**Written problem**
Reproduce the following records exactly from the line containing "Target: <item>rough tree bark</item>" onward, ending with the last line and including it.

**Material supplied**
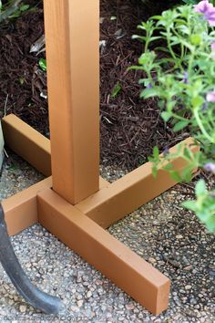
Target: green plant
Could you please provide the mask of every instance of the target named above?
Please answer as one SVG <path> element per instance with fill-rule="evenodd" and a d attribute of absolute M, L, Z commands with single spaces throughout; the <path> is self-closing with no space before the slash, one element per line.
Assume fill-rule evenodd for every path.
<path fill-rule="evenodd" d="M 28 10 L 29 5 L 26 5 L 22 0 L 0 0 L 0 23 L 5 19 L 17 18 L 22 13 Z"/>
<path fill-rule="evenodd" d="M 148 159 L 153 162 L 153 173 L 163 168 L 179 182 L 190 181 L 199 167 L 215 174 L 215 31 L 210 26 L 215 25 L 215 8 L 211 5 L 201 1 L 195 9 L 181 5 L 165 11 L 138 26 L 143 36 L 133 36 L 145 44 L 139 66 L 131 68 L 146 75 L 139 80 L 145 88 L 140 96 L 159 98 L 164 122 L 174 131 L 188 127 L 200 146 L 200 152 L 192 153 L 189 147 L 179 145 L 176 153 L 167 150 L 162 157 L 158 147 L 154 148 Z M 187 162 L 182 172 L 170 162 L 178 156 Z M 196 212 L 215 233 L 214 191 L 199 190 L 202 181 L 196 186 L 197 200 L 184 206 Z"/>
<path fill-rule="evenodd" d="M 197 5 L 200 0 L 181 0 L 185 5 Z M 215 0 L 209 0 L 213 5 L 215 5 Z"/>

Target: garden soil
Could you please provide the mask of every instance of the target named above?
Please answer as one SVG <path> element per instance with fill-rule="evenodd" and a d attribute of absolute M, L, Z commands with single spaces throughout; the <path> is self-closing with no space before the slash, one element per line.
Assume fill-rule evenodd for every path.
<path fill-rule="evenodd" d="M 42 1 L 26 3 L 30 11 L 0 25 L 0 117 L 13 112 L 48 137 L 46 73 L 38 65 L 46 52 L 30 53 L 44 34 Z M 155 145 L 162 151 L 189 136 L 175 134 L 164 124 L 158 100 L 139 98 L 143 75 L 128 71 L 143 50 L 131 36 L 151 8 L 159 13 L 160 5 L 156 1 L 150 5 L 137 0 L 100 2 L 100 158 L 105 166 L 130 171 L 147 162 Z M 84 90 L 84 80 L 81 86 Z M 113 96 L 117 87 L 120 90 Z"/>

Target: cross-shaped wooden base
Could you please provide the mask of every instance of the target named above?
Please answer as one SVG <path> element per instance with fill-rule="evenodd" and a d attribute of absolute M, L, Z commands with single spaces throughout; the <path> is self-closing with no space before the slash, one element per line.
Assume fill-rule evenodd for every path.
<path fill-rule="evenodd" d="M 176 182 L 151 164 L 99 178 L 99 0 L 44 0 L 51 141 L 9 115 L 5 143 L 47 179 L 3 202 L 10 234 L 39 222 L 154 314 L 170 283 L 105 229 Z M 191 139 L 184 143 L 198 150 Z M 51 154 L 50 154 L 51 146 Z M 175 151 L 173 147 L 171 151 Z M 185 161 L 172 161 L 182 170 Z"/>
<path fill-rule="evenodd" d="M 5 140 L 14 151 L 45 175 L 51 175 L 49 141 L 14 115 L 3 120 Z M 192 140 L 184 143 L 196 151 Z M 171 151 L 175 151 L 177 146 Z M 181 170 L 181 159 L 173 161 Z M 72 205 L 52 190 L 52 178 L 2 202 L 11 235 L 39 222 L 154 314 L 168 307 L 169 278 L 109 234 L 105 228 L 176 182 L 164 171 L 157 179 L 149 162 L 113 183 L 100 178 L 99 190 Z"/>

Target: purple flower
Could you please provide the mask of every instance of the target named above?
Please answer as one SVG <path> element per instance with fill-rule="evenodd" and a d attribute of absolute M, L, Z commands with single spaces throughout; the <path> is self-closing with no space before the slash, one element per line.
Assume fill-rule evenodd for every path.
<path fill-rule="evenodd" d="M 215 43 L 212 43 L 210 46 L 211 46 L 211 51 L 215 52 Z"/>
<path fill-rule="evenodd" d="M 188 84 L 189 82 L 189 79 L 188 79 L 188 72 L 184 72 L 183 74 L 183 78 L 182 78 L 182 82 L 185 83 L 185 84 Z"/>
<path fill-rule="evenodd" d="M 206 99 L 208 102 L 215 102 L 215 90 L 209 92 L 206 96 Z"/>
<path fill-rule="evenodd" d="M 207 162 L 204 165 L 204 170 L 207 172 L 211 172 L 213 173 L 215 173 L 215 163 L 213 162 Z"/>
<path fill-rule="evenodd" d="M 206 111 L 209 108 L 208 102 L 204 102 L 201 107 L 202 111 Z"/>
<path fill-rule="evenodd" d="M 166 157 L 167 155 L 169 155 L 169 148 L 168 148 L 168 147 L 165 147 L 165 148 L 164 148 L 164 151 L 163 151 L 163 155 L 164 155 L 164 157 Z"/>
<path fill-rule="evenodd" d="M 215 26 L 215 7 L 209 0 L 200 1 L 194 8 L 196 13 L 203 14 L 210 26 Z"/>

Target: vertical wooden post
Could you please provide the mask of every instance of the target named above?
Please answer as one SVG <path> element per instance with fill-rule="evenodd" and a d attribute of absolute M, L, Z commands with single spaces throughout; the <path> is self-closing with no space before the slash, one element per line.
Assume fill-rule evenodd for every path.
<path fill-rule="evenodd" d="M 53 189 L 98 190 L 99 0 L 44 0 Z"/>

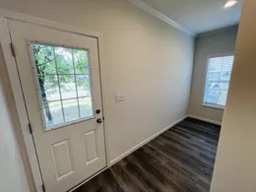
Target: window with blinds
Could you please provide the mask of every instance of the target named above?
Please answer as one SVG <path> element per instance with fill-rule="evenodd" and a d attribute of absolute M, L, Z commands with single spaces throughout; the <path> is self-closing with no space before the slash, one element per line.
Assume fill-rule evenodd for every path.
<path fill-rule="evenodd" d="M 211 57 L 208 60 L 203 104 L 224 108 L 226 101 L 233 56 Z"/>

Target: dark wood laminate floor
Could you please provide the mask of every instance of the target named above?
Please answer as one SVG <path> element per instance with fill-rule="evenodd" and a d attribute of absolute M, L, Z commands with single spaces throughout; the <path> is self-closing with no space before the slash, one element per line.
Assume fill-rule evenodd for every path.
<path fill-rule="evenodd" d="M 187 118 L 76 192 L 209 192 L 220 128 Z"/>

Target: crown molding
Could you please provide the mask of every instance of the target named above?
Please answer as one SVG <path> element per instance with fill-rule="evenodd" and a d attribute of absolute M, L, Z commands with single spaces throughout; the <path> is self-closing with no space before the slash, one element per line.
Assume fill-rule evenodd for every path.
<path fill-rule="evenodd" d="M 165 22 L 166 24 L 172 26 L 173 28 L 175 28 L 191 36 L 196 35 L 194 32 L 183 28 L 182 26 L 180 26 L 173 20 L 169 19 L 168 17 L 164 16 L 163 14 L 160 13 L 159 11 L 157 11 L 156 9 L 154 9 L 147 3 L 143 2 L 142 0 L 127 0 L 127 1 L 130 2 L 131 4 L 135 5 L 136 7 L 140 8 L 141 10 L 143 10 L 143 11 L 155 16 L 156 18 L 159 18 L 160 20 Z"/>

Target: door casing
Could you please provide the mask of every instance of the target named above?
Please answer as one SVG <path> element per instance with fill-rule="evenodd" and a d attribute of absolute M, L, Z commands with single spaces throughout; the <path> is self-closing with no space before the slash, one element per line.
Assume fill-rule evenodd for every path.
<path fill-rule="evenodd" d="M 107 140 L 107 112 L 106 112 L 106 104 L 105 104 L 105 85 L 104 85 L 104 68 L 102 64 L 102 36 L 98 32 L 92 32 L 87 30 L 74 28 L 67 25 L 58 24 L 55 22 L 15 13 L 8 10 L 0 9 L 0 42 L 2 46 L 2 51 L 4 54 L 8 75 L 11 82 L 11 88 L 16 103 L 16 109 L 18 112 L 19 117 L 19 127 L 15 127 L 15 129 L 21 129 L 20 135 L 16 135 L 17 138 L 22 138 L 24 140 L 25 146 L 22 146 L 19 143 L 22 159 L 24 161 L 24 165 L 26 167 L 25 171 L 27 174 L 27 178 L 30 181 L 30 189 L 31 191 L 38 191 L 42 192 L 42 180 L 39 170 L 38 161 L 36 159 L 36 152 L 34 150 L 33 140 L 32 134 L 30 133 L 29 129 L 29 118 L 27 114 L 27 108 L 25 105 L 25 100 L 23 96 L 23 90 L 21 87 L 21 82 L 19 78 L 19 72 L 17 69 L 16 59 L 12 54 L 12 49 L 10 47 L 11 38 L 10 38 L 10 32 L 7 25 L 8 20 L 17 20 L 20 22 L 31 23 L 33 25 L 43 26 L 46 28 L 54 29 L 61 32 L 71 32 L 78 35 L 85 35 L 85 36 L 93 36 L 97 39 L 97 49 L 98 49 L 98 56 L 99 56 L 99 76 L 100 76 L 100 88 L 101 88 L 101 100 L 102 100 L 102 112 L 104 116 L 104 141 L 105 141 L 105 153 L 106 153 L 106 163 L 107 167 L 110 166 L 110 160 L 109 160 L 109 151 L 108 151 L 108 140 Z M 26 147 L 26 151 L 23 148 Z M 30 167 L 28 167 L 30 166 Z M 99 171 L 100 172 L 100 171 Z M 99 173 L 98 172 L 98 173 Z M 96 173 L 97 174 L 97 173 Z M 33 180 L 33 183 L 31 183 L 31 180 Z M 89 179 L 88 179 L 89 180 Z M 86 182 L 86 181 L 85 181 Z M 83 182 L 84 183 L 84 182 Z M 81 183 L 81 184 L 83 184 Z M 35 188 L 34 188 L 35 187 Z"/>

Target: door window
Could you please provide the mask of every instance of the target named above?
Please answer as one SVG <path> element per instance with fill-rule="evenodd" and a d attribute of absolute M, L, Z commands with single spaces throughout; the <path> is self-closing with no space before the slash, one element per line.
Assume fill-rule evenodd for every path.
<path fill-rule="evenodd" d="M 31 44 L 45 130 L 94 117 L 89 51 Z"/>

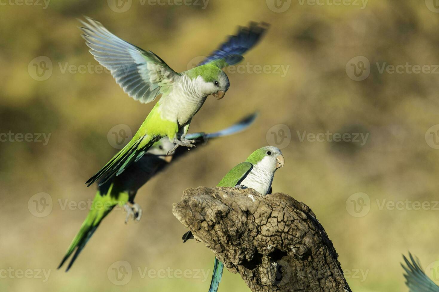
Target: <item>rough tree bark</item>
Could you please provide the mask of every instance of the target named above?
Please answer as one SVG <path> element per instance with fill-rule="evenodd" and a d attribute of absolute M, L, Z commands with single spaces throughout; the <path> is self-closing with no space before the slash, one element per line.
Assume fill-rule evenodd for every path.
<path fill-rule="evenodd" d="M 351 291 L 316 215 L 287 194 L 199 187 L 173 212 L 254 292 Z"/>

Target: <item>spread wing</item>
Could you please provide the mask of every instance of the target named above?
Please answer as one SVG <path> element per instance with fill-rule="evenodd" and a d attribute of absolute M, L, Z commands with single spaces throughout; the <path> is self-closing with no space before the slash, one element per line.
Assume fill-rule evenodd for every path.
<path fill-rule="evenodd" d="M 216 186 L 230 187 L 239 184 L 239 182 L 245 177 L 252 168 L 253 165 L 250 162 L 240 163 L 230 169 Z"/>
<path fill-rule="evenodd" d="M 79 21 L 86 44 L 99 63 L 108 69 L 123 91 L 142 103 L 153 101 L 172 86 L 180 74 L 151 51 L 116 36 L 101 23 Z"/>
<path fill-rule="evenodd" d="M 244 59 L 242 55 L 259 42 L 269 26 L 266 22 L 252 22 L 249 27 L 239 27 L 235 35 L 229 36 L 199 65 L 211 63 L 223 68 L 239 63 Z"/>
<path fill-rule="evenodd" d="M 438 292 L 439 287 L 434 283 L 421 267 L 419 260 L 415 260 L 410 253 L 409 253 L 410 261 L 405 256 L 404 261 L 407 267 L 401 264 L 407 274 L 404 274 L 406 285 L 409 288 L 410 292 Z"/>

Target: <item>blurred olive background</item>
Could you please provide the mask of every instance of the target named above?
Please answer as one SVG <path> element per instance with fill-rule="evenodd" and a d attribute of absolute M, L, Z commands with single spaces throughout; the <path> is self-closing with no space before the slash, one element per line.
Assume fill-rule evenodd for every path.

**Result**
Target: <item>rough tree bark</item>
Could you please provide the mask of every instance of the target named above?
Please answer as one SVG <path> element per instance with fill-rule="evenodd" and a d attribute of absolute M, L, Z commands with single spaces throughout; the <path> is self-closing with no space before the slash, one element per line.
Assume fill-rule evenodd for every path.
<path fill-rule="evenodd" d="M 351 291 L 316 215 L 287 194 L 199 187 L 173 212 L 254 292 Z"/>

Target: <item>spread wing</item>
Could you please provide the mask of every instance of the target named above?
Please answer as one SVG <path> element per instance with fill-rule="evenodd" and a d attribute of absolute M, L, Z commands with single spaces throughout; the <path> is self-closing with no space before the slash, one element per line.
Assume fill-rule evenodd for every path.
<path fill-rule="evenodd" d="M 216 186 L 230 187 L 239 184 L 239 182 L 245 177 L 252 168 L 253 165 L 250 162 L 240 163 L 230 169 Z"/>
<path fill-rule="evenodd" d="M 79 21 L 86 44 L 99 63 L 108 69 L 123 91 L 142 103 L 153 101 L 172 86 L 180 74 L 151 51 L 116 36 L 101 23 Z"/>
<path fill-rule="evenodd" d="M 244 59 L 242 55 L 259 42 L 269 26 L 266 22 L 252 22 L 249 27 L 239 27 L 235 35 L 229 36 L 199 65 L 211 63 L 223 68 L 239 63 Z"/>
<path fill-rule="evenodd" d="M 438 292 L 439 287 L 434 283 L 421 267 L 419 260 L 415 260 L 410 253 L 409 253 L 410 261 L 405 256 L 404 261 L 407 267 L 401 264 L 407 274 L 404 274 L 406 285 L 409 288 L 410 292 Z"/>

Target: <item>blurred olive background</item>
Could you please provide the mask of every instance of the target named above?
Please answer as one SVG <path> element per instance with fill-rule="evenodd" and a d attribute of absolute M, L, Z commands with single spaces throughout; the <path> is self-closing with no space before the slash, one element per line.
Assume fill-rule evenodd for every path.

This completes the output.